→ **Brano proposto**:
Il petrolio fa parte delle rocce organogene: particolari rocce sedimentarie, che derivano dall’accumulo di

sostanze legate ad una attività biologica. Generalmente, si formano per deposizione di scheletri di coralli, di

gusci di molluschi, di resti vegetali. La trasformazione dei sedimenti in rocce sedimentarie prende il nome di

diagenesi e avviene in seguito a una serie di fenomeni di cui il più importante è la litificazione

(pietrificazione), che avviene per compattazione e cementazione. Infatti, all'inizio i sedimenti sono sciolti e si

dicono "rocce incoerenti". La compattazione avviene per sovrapposizione di sedimenti formati da granuli

finissimi come le argille che comprimono i sedimenti sottostanti e riducono lo spazio tra i vari frammenti.

Con il trascorrere del tempo (centinaia di migliaia e/o milioni di anni) la tipologia degli strati può cambiare;

si accumulano così uno sopra l'altro numerosi strati di materiale diverso. Gli strati più profondi vengono

compressi dal peso di quelli soprastanti e tale pressione fa sì che quei sedimenti diventino rocce compatte.

Le rocce organogene si dividono in: rocce carbonatiche, rocce silicee, carboni fossili, idrocarburi. Tra le

rocce carbonatiche troviamo i calcari organogeni, dovuti sia all’accumulo di gusci calcarei, spesso immersi

in una matrice fine, sia costruiti da organismi che impiegano la calcite per rivestirsi di parti scheletriche.

→ **Estratto dei dati**:
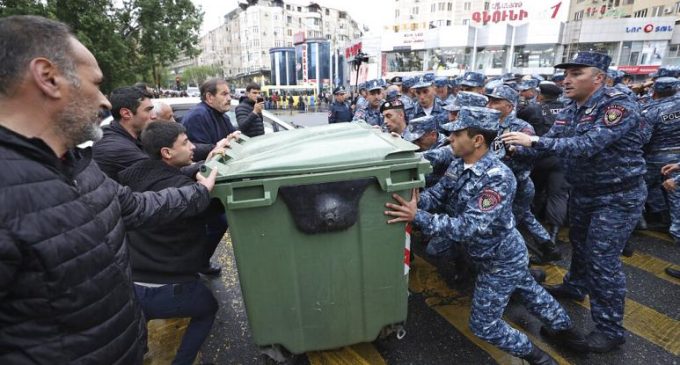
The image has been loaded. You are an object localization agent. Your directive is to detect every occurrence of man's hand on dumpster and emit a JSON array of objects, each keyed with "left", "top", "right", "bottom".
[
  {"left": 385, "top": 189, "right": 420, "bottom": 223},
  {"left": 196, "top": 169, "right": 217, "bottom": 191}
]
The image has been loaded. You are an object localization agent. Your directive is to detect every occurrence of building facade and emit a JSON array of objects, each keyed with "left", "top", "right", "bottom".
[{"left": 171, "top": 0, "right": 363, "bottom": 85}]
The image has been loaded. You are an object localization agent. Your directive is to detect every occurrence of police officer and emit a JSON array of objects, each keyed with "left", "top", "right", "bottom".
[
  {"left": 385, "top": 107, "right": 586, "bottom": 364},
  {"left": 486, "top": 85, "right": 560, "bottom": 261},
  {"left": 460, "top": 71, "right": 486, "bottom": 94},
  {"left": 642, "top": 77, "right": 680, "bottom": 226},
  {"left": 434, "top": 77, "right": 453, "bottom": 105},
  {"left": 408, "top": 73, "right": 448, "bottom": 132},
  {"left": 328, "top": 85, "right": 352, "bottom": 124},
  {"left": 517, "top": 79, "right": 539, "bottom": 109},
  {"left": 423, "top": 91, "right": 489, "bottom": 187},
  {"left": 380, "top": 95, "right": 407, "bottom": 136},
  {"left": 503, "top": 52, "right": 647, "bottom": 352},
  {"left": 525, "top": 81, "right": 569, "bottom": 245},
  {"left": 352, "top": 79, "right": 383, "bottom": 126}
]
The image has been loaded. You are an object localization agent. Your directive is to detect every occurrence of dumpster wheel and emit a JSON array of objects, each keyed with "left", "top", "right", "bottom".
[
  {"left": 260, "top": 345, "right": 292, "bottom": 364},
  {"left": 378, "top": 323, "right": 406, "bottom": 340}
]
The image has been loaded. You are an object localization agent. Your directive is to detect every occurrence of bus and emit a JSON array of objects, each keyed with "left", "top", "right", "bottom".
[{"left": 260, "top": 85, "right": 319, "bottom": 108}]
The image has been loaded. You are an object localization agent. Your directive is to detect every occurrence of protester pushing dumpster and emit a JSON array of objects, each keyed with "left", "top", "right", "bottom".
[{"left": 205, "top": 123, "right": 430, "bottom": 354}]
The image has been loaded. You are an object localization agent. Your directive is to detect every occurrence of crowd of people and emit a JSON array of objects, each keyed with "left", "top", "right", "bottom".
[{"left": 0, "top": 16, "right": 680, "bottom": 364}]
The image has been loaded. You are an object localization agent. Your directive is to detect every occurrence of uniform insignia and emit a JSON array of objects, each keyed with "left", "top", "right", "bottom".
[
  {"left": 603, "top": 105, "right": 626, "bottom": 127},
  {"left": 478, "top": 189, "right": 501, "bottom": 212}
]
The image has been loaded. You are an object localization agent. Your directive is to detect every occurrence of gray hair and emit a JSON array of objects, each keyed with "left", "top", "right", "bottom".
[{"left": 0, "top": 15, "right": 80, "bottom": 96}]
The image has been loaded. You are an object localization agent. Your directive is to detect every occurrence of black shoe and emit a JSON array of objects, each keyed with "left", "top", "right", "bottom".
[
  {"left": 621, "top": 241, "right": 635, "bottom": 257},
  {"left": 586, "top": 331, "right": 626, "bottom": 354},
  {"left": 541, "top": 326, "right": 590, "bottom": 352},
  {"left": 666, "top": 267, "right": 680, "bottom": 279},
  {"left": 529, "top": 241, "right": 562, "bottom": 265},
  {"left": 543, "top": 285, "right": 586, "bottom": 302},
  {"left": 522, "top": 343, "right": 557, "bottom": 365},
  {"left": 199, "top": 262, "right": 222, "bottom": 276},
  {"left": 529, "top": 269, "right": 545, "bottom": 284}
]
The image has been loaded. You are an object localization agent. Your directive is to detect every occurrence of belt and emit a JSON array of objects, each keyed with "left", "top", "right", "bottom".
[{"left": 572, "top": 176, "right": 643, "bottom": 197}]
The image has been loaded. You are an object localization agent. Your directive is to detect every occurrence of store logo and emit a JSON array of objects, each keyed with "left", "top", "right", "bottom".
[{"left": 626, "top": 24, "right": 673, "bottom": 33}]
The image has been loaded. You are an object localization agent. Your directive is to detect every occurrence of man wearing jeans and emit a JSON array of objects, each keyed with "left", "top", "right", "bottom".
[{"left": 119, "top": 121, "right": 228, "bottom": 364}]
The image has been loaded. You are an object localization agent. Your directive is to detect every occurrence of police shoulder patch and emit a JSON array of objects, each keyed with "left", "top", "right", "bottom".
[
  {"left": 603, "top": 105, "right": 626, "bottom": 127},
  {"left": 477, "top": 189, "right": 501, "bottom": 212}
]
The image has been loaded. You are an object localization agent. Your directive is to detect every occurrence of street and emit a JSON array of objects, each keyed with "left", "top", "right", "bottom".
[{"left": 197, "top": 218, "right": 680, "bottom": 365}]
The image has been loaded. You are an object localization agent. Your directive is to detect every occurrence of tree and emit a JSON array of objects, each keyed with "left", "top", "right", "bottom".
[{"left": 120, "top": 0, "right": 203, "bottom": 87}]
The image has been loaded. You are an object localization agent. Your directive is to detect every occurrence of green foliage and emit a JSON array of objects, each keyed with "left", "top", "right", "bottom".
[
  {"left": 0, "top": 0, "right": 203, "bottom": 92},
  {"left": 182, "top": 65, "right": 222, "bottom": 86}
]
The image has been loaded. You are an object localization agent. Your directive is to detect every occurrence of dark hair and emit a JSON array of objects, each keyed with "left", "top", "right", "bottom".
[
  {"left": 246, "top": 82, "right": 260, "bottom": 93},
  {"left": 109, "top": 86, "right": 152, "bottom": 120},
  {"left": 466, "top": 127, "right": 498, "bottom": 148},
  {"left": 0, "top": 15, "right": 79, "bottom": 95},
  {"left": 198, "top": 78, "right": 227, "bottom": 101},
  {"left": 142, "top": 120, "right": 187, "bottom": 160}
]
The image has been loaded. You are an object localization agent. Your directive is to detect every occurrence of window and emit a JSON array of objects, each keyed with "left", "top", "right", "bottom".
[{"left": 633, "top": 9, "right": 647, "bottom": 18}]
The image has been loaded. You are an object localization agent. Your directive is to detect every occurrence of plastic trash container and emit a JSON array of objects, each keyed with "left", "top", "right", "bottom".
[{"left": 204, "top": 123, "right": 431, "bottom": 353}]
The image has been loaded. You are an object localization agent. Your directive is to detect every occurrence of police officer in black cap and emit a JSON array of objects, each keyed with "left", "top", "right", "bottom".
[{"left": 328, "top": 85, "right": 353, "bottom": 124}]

→ **Consegne dell'esercizio**:
**a)** Trascrivi dal brano sulle rocce organogene il tratto che va da "compressi dal peso" fino a "di parti scheletriche." incluso.
**b)** Rispondi brevemente alle seguenti domande sul brano sulle rocce organogene.
(i) Che nome prende la trasformazione dei sedimenti in rocce sedimentarie?
(ii) Come si chiamano i sedimenti quando all'inizio sono sciolti?
(iii) In quali gruppi si dividono le rocce organogene?
Le voci riportate qui non servono a svolgere l'esercizio.

→ **Soluzioni**:
**a)**
compressi dal peso di quelli soprastanti e tale pressione fa sì che quei sedimenti diventino rocce compatte.

Le rocce organogene si dividono in: rocce carbonatiche, rocce silicee, carboni fossili, idrocarburi. Tra le

rocce carbonatiche troviamo i calcari organogeni, dovuti sia all’accumulo di gusci calcarei, spesso immersi

in una matrice fine, sia costruiti da organismi che impiegano la calcite per rivestirsi di parti scheletriche.

**b)**
(i) Diagenesi.
(ii) Rocce incoerenti.
(iii) Rocce carbonatiche, rocce silicee, carboni fossili e idrocarburi.